[WHAT TO WORK ON] Since only a count is wanted, work out how many lines in the material below contain the word "door" and return that number.

*** INPUT RECORDS

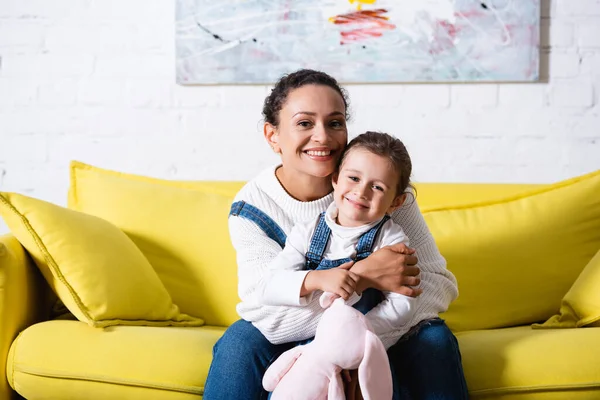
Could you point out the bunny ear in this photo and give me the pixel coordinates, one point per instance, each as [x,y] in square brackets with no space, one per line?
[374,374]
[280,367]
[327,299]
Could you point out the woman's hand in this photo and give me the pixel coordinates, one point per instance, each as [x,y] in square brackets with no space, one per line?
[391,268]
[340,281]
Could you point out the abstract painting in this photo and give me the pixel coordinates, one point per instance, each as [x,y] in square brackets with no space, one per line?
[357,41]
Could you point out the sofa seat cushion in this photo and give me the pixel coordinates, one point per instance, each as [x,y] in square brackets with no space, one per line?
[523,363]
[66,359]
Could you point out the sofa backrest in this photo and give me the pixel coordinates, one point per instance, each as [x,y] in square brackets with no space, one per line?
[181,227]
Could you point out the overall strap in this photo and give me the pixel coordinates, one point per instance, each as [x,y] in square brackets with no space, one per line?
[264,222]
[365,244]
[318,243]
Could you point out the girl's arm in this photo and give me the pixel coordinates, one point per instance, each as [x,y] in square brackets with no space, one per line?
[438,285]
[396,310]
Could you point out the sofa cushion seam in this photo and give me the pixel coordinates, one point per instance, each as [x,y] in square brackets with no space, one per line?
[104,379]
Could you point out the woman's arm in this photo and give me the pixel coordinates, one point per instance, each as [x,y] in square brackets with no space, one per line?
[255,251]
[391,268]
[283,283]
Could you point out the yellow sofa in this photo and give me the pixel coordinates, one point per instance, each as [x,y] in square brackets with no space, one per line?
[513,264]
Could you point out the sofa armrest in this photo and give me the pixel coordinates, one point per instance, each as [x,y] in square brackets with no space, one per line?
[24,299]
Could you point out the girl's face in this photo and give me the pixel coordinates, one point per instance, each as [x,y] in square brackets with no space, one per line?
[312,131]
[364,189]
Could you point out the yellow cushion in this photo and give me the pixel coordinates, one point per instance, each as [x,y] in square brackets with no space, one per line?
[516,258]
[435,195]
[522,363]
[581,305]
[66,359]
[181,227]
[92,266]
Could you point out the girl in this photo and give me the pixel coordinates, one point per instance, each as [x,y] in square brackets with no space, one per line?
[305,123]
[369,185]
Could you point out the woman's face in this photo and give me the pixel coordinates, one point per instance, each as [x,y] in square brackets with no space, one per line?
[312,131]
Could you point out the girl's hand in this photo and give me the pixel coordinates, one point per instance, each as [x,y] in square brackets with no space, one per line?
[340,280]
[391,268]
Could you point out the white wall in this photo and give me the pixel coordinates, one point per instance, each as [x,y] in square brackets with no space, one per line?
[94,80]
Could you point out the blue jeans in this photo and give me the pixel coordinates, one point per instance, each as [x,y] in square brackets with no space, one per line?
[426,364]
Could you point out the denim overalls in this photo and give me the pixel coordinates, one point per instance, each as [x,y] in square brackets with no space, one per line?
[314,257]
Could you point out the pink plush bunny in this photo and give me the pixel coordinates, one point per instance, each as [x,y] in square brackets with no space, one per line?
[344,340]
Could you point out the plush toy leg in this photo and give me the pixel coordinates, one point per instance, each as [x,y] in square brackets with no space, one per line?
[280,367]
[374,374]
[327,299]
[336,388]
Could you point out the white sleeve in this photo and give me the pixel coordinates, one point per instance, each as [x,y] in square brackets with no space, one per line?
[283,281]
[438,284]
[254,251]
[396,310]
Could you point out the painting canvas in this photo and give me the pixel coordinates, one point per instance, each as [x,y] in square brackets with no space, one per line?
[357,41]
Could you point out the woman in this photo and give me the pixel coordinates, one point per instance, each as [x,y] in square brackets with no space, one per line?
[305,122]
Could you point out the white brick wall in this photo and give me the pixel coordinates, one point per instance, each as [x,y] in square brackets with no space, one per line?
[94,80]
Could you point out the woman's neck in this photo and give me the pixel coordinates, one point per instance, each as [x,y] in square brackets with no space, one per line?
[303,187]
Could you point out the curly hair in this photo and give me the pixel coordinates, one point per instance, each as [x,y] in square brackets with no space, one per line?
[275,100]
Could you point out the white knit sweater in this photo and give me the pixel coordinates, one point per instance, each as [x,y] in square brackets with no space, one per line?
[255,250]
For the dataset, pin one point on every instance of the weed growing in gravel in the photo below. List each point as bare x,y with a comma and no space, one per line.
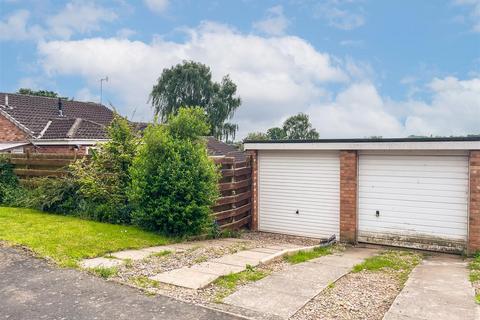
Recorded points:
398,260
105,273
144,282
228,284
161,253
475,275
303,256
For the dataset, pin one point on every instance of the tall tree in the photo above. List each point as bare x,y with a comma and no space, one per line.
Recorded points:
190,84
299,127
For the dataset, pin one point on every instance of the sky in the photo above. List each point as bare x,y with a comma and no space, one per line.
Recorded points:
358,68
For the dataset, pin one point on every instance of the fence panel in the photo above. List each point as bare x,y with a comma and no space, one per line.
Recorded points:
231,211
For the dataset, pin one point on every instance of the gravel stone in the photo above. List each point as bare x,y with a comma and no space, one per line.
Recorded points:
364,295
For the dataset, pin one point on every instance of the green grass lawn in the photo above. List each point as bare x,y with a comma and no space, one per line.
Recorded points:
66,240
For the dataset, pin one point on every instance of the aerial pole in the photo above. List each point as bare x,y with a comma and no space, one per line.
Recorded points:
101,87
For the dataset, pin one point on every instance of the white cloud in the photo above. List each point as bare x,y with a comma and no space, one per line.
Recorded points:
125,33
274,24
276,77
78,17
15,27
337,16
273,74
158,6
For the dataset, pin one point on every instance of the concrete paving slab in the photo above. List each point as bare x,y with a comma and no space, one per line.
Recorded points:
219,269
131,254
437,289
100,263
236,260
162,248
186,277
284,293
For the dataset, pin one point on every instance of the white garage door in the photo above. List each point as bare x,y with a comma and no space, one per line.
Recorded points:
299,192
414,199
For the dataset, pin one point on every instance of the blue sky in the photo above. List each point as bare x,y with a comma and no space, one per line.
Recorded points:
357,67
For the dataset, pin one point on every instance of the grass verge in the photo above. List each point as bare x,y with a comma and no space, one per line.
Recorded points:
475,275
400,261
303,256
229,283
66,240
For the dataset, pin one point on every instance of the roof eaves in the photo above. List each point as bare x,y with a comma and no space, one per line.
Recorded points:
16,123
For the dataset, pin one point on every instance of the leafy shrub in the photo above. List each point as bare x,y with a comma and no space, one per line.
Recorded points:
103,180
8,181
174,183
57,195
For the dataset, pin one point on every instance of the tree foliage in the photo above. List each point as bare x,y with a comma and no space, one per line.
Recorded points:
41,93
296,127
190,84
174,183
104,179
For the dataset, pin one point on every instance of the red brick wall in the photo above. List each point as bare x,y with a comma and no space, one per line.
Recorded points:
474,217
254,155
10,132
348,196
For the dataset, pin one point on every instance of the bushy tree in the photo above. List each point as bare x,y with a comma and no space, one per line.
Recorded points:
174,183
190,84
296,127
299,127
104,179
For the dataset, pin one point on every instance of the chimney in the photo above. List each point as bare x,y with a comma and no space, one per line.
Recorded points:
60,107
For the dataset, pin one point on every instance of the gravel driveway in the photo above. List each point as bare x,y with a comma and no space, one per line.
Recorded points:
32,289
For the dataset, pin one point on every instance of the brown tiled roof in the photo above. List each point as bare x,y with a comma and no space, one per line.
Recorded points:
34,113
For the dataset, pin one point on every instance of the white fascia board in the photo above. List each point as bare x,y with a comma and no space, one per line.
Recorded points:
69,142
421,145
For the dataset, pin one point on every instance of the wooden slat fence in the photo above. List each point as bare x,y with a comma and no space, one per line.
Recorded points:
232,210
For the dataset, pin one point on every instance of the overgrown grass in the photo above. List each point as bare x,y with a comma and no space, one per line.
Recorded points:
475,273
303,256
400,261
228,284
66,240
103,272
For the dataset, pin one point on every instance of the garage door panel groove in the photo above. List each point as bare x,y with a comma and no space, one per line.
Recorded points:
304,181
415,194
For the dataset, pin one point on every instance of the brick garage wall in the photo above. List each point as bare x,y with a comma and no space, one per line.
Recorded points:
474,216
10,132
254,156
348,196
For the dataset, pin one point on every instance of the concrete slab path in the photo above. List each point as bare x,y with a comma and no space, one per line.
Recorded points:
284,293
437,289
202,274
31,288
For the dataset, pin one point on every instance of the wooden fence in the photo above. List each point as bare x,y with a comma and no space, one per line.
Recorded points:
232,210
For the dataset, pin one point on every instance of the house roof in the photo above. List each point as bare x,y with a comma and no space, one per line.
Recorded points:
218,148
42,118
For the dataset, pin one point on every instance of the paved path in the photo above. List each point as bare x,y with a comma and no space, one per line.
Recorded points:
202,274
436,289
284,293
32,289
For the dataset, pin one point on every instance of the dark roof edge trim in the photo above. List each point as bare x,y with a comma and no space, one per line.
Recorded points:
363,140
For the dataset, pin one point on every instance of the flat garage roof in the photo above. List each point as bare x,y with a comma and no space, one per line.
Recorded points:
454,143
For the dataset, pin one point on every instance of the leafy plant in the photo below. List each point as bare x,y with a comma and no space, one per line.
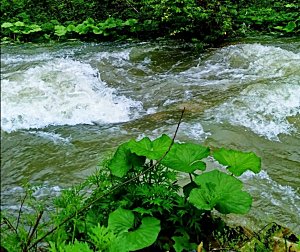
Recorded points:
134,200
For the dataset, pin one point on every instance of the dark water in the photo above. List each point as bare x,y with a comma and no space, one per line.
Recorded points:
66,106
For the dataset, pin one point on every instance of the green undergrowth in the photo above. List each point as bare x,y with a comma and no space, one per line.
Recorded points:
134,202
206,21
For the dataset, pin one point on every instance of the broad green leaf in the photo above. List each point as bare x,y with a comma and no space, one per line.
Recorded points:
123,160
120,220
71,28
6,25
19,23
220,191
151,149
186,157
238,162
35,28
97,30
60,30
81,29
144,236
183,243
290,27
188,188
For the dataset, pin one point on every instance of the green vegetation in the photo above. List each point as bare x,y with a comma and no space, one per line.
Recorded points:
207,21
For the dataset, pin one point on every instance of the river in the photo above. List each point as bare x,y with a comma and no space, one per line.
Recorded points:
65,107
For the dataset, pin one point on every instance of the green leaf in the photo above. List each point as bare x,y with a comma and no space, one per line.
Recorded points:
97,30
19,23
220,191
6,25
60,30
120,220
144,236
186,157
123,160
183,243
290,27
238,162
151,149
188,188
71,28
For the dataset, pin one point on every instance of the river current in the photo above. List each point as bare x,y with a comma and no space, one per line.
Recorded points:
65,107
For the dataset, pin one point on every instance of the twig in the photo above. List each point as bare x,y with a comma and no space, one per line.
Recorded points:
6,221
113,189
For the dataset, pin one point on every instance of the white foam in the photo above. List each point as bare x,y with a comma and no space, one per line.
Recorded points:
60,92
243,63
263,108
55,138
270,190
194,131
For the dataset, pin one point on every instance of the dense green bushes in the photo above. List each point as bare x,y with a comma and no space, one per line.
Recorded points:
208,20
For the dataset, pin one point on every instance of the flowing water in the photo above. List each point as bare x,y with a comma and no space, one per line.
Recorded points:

******
*** INPUT RECORDS

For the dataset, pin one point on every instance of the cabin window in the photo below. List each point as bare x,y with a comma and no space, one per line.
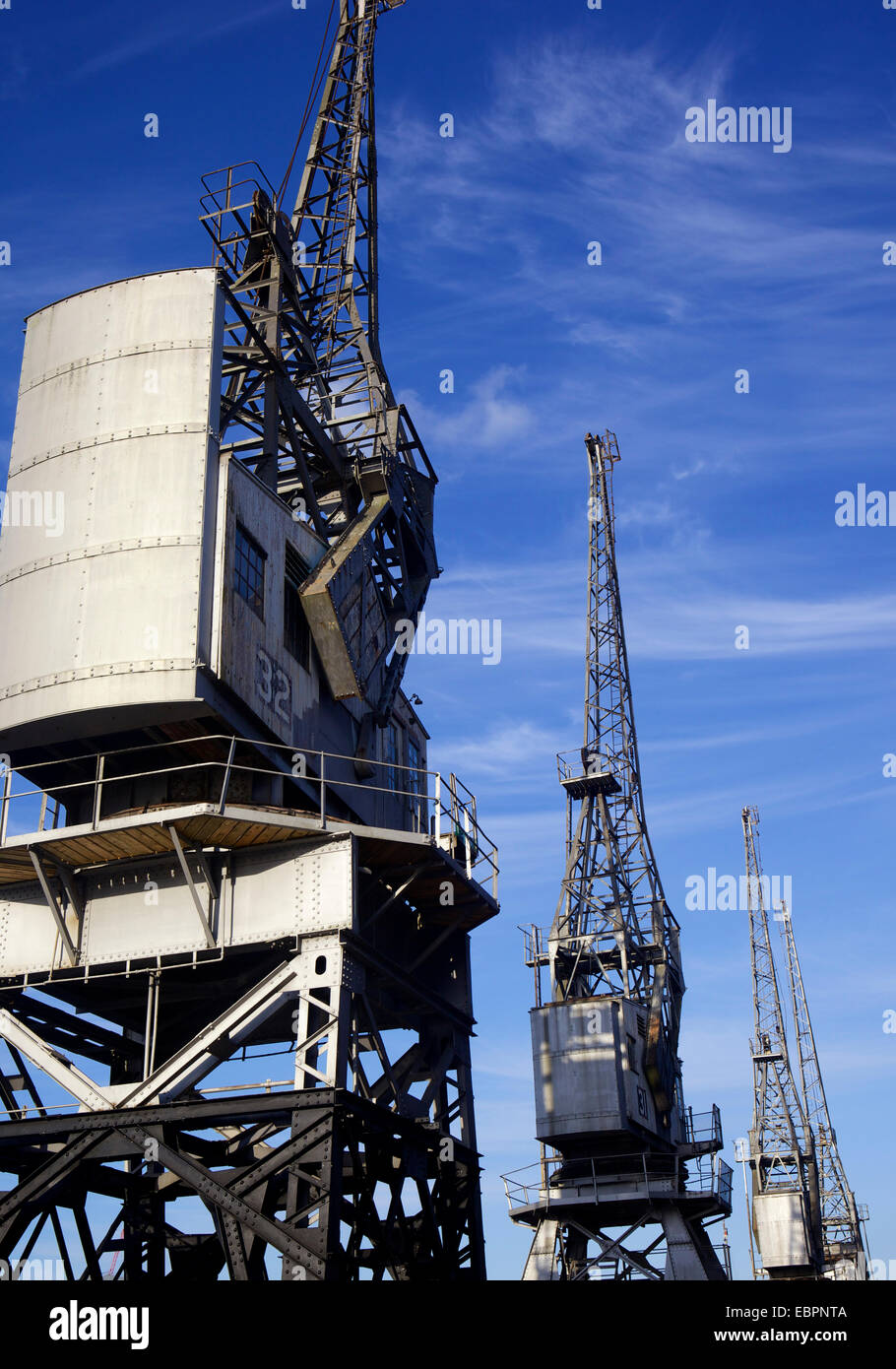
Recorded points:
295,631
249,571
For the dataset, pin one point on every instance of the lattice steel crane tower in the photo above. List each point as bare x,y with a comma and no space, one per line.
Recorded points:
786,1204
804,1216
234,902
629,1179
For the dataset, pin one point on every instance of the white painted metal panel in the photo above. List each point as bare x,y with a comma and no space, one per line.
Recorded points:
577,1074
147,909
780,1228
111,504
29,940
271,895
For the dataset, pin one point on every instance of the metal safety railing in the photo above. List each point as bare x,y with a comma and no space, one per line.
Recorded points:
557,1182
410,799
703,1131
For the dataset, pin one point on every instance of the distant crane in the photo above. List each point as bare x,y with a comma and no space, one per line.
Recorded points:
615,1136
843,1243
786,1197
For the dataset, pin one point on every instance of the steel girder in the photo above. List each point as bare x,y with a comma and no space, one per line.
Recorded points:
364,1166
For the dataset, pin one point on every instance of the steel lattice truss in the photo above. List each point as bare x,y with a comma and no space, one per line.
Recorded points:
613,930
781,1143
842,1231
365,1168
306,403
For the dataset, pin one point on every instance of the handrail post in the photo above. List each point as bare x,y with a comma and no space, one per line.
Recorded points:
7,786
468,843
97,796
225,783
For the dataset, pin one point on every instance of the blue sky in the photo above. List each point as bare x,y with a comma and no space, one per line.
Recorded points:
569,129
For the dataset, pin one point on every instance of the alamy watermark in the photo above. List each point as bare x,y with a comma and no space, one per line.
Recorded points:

******

[RESULT BELOW] 2